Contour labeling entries
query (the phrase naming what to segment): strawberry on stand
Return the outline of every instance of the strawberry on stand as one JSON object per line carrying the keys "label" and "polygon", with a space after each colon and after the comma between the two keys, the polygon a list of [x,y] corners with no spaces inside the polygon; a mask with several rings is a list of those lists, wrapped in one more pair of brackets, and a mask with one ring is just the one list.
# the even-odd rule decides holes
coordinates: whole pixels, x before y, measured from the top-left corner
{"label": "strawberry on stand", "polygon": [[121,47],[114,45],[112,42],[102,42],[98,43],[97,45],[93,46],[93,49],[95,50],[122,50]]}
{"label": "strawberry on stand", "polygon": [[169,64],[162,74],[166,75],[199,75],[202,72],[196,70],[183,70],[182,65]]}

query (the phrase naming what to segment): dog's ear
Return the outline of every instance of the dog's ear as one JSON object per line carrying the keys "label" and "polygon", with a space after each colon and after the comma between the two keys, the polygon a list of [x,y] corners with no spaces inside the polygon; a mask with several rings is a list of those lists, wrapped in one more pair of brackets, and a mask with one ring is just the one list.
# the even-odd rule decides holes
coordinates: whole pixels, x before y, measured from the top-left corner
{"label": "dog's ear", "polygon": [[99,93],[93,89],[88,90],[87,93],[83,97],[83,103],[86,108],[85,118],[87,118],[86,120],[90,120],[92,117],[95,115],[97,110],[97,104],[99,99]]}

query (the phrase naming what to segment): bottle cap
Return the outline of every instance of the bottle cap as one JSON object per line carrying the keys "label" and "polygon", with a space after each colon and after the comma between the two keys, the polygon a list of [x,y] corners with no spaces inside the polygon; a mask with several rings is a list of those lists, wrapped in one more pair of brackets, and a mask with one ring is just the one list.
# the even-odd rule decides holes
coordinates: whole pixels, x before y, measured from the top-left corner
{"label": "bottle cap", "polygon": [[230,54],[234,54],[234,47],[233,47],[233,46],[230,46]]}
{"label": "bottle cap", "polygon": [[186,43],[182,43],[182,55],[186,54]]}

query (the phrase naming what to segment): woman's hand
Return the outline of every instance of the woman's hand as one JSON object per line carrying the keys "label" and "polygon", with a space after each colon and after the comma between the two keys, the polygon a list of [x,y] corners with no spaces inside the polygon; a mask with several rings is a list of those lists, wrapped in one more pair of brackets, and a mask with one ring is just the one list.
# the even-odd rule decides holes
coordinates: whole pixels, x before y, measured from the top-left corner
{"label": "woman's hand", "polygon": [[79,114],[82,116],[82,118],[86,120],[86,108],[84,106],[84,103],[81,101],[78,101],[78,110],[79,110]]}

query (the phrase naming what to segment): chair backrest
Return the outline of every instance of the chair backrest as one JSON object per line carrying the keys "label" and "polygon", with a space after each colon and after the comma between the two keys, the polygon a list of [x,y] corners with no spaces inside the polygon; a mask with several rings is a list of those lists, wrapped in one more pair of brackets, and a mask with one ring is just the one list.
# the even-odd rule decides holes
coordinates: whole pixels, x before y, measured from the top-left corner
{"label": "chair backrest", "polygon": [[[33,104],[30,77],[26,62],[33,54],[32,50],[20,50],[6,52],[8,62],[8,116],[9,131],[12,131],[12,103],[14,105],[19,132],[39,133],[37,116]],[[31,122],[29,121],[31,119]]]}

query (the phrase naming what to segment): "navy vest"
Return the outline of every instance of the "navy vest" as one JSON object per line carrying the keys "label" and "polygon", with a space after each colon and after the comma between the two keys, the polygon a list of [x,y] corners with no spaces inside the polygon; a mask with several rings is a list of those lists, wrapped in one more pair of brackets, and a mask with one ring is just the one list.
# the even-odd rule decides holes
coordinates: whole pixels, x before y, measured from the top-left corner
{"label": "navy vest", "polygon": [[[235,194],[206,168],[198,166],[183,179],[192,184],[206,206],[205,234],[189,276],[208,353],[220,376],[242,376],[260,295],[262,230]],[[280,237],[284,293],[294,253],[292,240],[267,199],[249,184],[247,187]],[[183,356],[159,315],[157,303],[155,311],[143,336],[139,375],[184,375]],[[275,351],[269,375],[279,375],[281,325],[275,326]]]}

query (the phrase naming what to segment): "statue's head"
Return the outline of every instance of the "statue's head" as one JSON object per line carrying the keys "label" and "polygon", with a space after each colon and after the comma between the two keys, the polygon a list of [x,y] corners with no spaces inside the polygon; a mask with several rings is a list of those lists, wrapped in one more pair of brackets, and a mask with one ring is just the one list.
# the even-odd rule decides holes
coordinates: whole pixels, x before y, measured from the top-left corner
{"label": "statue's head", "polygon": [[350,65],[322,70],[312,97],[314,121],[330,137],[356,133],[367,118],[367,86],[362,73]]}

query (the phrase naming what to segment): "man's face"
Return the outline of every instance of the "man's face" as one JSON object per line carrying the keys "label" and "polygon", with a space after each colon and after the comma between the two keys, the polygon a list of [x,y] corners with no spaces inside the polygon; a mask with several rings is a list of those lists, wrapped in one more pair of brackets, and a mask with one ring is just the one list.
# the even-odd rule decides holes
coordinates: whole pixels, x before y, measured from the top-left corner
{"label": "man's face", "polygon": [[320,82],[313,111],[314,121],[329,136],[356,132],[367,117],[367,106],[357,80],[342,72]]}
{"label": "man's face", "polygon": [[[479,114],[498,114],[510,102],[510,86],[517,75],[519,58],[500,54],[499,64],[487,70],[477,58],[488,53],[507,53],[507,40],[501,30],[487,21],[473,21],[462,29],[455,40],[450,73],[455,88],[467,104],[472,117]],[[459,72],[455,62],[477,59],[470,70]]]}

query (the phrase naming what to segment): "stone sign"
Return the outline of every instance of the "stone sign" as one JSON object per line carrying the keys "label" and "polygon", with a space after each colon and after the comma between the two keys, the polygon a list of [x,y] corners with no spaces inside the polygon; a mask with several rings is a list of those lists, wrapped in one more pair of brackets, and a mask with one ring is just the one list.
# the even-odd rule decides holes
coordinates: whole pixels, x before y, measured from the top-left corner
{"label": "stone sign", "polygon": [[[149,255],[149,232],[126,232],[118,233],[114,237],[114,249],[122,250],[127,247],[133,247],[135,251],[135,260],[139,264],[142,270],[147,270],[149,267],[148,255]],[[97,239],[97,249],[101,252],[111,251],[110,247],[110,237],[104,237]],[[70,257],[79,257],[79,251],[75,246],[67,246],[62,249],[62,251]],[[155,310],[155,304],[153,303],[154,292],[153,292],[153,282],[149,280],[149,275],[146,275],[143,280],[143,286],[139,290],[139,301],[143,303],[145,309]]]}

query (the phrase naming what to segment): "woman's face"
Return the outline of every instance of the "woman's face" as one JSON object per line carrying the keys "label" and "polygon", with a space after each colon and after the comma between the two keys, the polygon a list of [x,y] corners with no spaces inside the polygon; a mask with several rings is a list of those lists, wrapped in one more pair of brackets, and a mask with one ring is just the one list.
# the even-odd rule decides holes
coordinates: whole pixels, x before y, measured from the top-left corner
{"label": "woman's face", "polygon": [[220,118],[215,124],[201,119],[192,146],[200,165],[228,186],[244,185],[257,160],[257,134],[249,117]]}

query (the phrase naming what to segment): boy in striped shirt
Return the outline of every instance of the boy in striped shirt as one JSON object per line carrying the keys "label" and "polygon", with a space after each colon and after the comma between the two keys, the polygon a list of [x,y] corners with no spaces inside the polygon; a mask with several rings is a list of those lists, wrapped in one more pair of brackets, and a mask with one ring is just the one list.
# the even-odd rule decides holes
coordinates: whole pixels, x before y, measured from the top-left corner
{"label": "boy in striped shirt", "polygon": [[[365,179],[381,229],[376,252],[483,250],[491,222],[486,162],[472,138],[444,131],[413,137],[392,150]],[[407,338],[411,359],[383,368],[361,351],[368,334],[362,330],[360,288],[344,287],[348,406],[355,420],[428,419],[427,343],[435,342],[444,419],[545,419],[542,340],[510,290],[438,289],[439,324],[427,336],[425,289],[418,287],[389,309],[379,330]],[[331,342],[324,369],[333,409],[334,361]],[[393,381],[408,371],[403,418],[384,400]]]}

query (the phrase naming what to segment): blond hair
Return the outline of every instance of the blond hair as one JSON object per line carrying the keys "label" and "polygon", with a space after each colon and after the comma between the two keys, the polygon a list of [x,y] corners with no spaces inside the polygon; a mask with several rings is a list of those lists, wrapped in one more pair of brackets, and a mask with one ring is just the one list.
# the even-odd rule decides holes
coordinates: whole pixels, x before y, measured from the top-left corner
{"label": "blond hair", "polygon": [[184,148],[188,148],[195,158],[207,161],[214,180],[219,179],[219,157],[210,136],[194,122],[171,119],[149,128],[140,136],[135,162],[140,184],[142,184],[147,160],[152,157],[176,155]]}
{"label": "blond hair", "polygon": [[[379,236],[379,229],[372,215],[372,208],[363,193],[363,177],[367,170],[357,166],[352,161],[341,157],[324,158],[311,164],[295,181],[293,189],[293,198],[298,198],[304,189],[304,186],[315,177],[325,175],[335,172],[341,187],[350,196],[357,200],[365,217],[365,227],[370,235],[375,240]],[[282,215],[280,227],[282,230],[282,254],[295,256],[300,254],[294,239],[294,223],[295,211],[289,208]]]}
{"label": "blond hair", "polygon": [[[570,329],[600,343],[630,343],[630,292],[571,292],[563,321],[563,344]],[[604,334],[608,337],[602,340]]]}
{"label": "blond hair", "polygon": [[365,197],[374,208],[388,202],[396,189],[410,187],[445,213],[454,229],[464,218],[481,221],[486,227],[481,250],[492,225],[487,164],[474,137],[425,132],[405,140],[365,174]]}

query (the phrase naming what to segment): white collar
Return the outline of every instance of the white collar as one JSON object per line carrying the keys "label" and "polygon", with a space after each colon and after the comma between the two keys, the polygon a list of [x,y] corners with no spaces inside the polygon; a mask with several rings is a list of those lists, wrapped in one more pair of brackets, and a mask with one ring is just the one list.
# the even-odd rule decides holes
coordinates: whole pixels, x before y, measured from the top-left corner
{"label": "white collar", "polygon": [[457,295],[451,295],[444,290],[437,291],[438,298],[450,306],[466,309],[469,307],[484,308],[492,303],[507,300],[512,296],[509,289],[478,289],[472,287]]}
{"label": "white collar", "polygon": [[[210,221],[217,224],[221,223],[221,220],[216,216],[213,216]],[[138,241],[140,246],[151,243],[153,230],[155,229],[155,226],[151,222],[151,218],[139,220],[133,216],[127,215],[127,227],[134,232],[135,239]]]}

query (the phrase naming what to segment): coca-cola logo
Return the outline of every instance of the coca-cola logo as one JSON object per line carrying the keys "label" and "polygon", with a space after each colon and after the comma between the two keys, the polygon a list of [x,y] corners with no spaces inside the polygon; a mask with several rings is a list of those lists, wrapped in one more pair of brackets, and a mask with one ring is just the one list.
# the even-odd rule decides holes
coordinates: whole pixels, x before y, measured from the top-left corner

Task
Starting with the line that contains "query (the phrase naming what to segment): coca-cola", write out each line through the end of the listing, exactly as it appears, and include nothing else.

Reply
query (the phrase naming what to segment): coca-cola logo
Return the outline of every instance of the coca-cola logo as one JSON object per line carrying the keys "label" and "polygon", with a space after each colon and after the comma between the two keys, the polygon a list of [x,y] corners with no spaces inside the polygon; a mask with several rings is a list of those lists, wrapped in one more pair of brackets, and a mask with one ring is just the one list.
# the even-odd rule decides holes
coordinates: whole pixels, x before y, measured from the top-left corner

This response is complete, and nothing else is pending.